LISTED RECORDS:
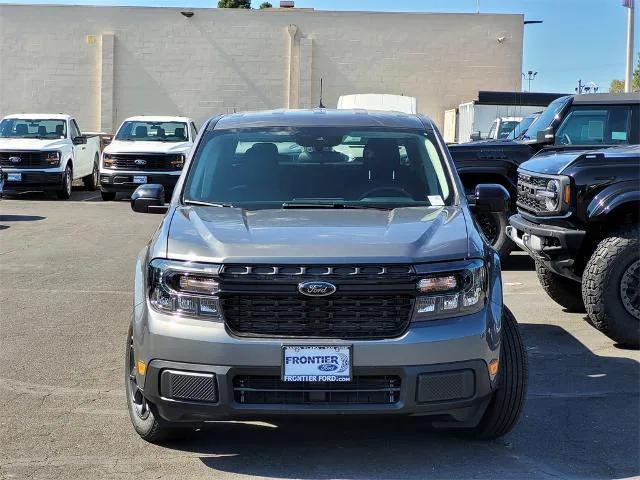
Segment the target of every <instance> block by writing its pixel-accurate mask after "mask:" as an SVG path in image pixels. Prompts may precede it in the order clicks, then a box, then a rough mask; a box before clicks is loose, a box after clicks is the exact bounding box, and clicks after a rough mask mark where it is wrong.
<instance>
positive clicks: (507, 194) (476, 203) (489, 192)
mask: <svg viewBox="0 0 640 480" xmlns="http://www.w3.org/2000/svg"><path fill="white" fill-rule="evenodd" d="M469 200H470V202H471V203H470V205H469V206H470V207H471V208H472V209H473V210H474V211H476V212H487V213H502V212H508V211H509V209H510V204H511V197H510V195H509V192H508V191H507V189H506V188H504V187H503V186H502V185H499V184H497V183H483V184H481V185H476V189H475V192H474V194H473V195H472V196H471V198H470V199H469Z"/></svg>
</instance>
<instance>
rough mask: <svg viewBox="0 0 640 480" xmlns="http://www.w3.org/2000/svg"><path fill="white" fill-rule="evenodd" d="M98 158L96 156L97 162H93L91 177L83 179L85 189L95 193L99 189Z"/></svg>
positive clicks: (82, 179) (96, 161) (99, 182)
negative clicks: (85, 188) (92, 168)
mask: <svg viewBox="0 0 640 480" xmlns="http://www.w3.org/2000/svg"><path fill="white" fill-rule="evenodd" d="M98 178H99V176H98V156H97V155H96V158H95V160H94V161H93V170H92V171H91V174H90V175H87V176H86V177H83V178H82V182H83V183H84V188H86V189H87V190H89V191H91V192H95V191H96V190H97V189H98V187H99V183H100V182H99V181H98Z"/></svg>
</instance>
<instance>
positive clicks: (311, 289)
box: [298, 282, 336, 297]
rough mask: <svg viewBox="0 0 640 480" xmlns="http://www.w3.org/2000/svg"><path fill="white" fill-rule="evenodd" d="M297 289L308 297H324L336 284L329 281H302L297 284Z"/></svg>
mask: <svg viewBox="0 0 640 480" xmlns="http://www.w3.org/2000/svg"><path fill="white" fill-rule="evenodd" d="M298 291H299V292H300V293H302V294H303V295H308V296H310V297H326V296H327V295H331V294H332V293H334V292H335V291H336V286H335V285H334V284H333V283H329V282H302V283H300V284H298Z"/></svg>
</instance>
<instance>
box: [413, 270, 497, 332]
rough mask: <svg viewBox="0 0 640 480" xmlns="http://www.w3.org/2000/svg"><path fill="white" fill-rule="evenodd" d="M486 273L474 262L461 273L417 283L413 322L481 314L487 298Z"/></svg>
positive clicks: (441, 275)
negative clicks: (453, 316) (418, 294)
mask: <svg viewBox="0 0 640 480" xmlns="http://www.w3.org/2000/svg"><path fill="white" fill-rule="evenodd" d="M487 286H488V282H487V269H486V267H485V265H484V262H483V261H481V260H474V261H473V262H471V263H470V264H469V265H468V266H466V267H464V268H463V269H460V270H457V271H452V272H442V273H441V272H438V273H433V274H428V275H426V276H425V278H422V279H420V280H418V282H417V283H416V289H417V290H418V292H419V296H418V297H417V298H416V304H415V307H414V312H413V321H422V320H435V319H439V318H447V317H453V316H460V315H468V314H470V313H475V312H477V311H479V310H482V308H483V307H484V304H485V300H486V297H487Z"/></svg>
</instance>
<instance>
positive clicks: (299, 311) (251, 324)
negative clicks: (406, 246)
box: [220, 293, 413, 339]
mask: <svg viewBox="0 0 640 480" xmlns="http://www.w3.org/2000/svg"><path fill="white" fill-rule="evenodd" d="M220 303H221V306H222V311H223V314H224V318H225V322H226V324H227V326H228V327H229V329H230V330H231V331H232V332H234V333H235V334H237V335H241V336H275V337H316V338H343V339H351V338H354V339H355V338H361V339H374V338H390V337H397V336H399V335H401V334H402V333H403V332H404V331H405V330H406V328H407V326H408V324H409V321H410V318H411V312H412V309H413V296H411V295H407V294H395V295H390V294H388V293H387V294H382V293H381V294H377V295H371V294H365V293H363V294H358V293H349V294H339V293H337V294H334V295H331V296H328V297H305V296H303V295H301V294H269V295H263V294H251V293H233V294H224V293H223V294H221V296H220Z"/></svg>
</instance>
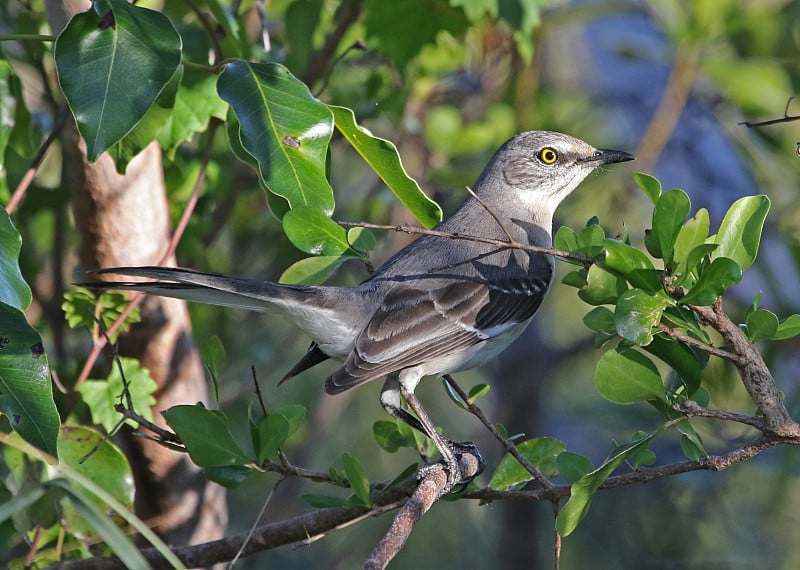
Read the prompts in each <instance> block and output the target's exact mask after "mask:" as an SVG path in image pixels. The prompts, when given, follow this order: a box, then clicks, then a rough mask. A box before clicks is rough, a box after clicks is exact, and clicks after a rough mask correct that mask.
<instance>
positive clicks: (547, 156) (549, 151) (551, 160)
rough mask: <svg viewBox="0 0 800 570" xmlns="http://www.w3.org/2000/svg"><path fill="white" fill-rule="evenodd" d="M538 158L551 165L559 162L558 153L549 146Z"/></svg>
mask: <svg viewBox="0 0 800 570" xmlns="http://www.w3.org/2000/svg"><path fill="white" fill-rule="evenodd" d="M536 157H537V158H538V159H539V160H541V161H542V162H543V163H545V164H547V165H550V164H553V163H554V162H555V161H556V160H558V153H557V152H556V149H554V148H551V147H549V146H547V147H544V148H543V149H542V150H540V151H539V153H538V154H537V155H536Z"/></svg>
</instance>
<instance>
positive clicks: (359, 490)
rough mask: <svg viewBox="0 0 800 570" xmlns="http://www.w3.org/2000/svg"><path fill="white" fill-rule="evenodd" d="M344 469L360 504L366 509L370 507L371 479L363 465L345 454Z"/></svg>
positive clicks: (347, 480) (342, 463)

WHAT YOU SHOULD DO: Please extract every line above that contains the word "order".

EXERCISE RESPONSE:
Segment the target of every <instance> block by writing its pixel-accurate mask after "mask:" as an SVG path in image pixels. Prompts may precede it in the order clicks, then a box, then a rough mask; a box before clicks is loose, a box after clicks is the exact bounding box, and clicks after a rough mask mark where it is wrong.
Read the prompts in each <instance> block and output the target's exact mask after "mask:" as an SVG path in image pixels. The prompts, when given, follow this order: a box, then clicks, then a rough mask. A box before clicks is rough, a box after clicks is exact, and clicks after a rough mask correct that mask.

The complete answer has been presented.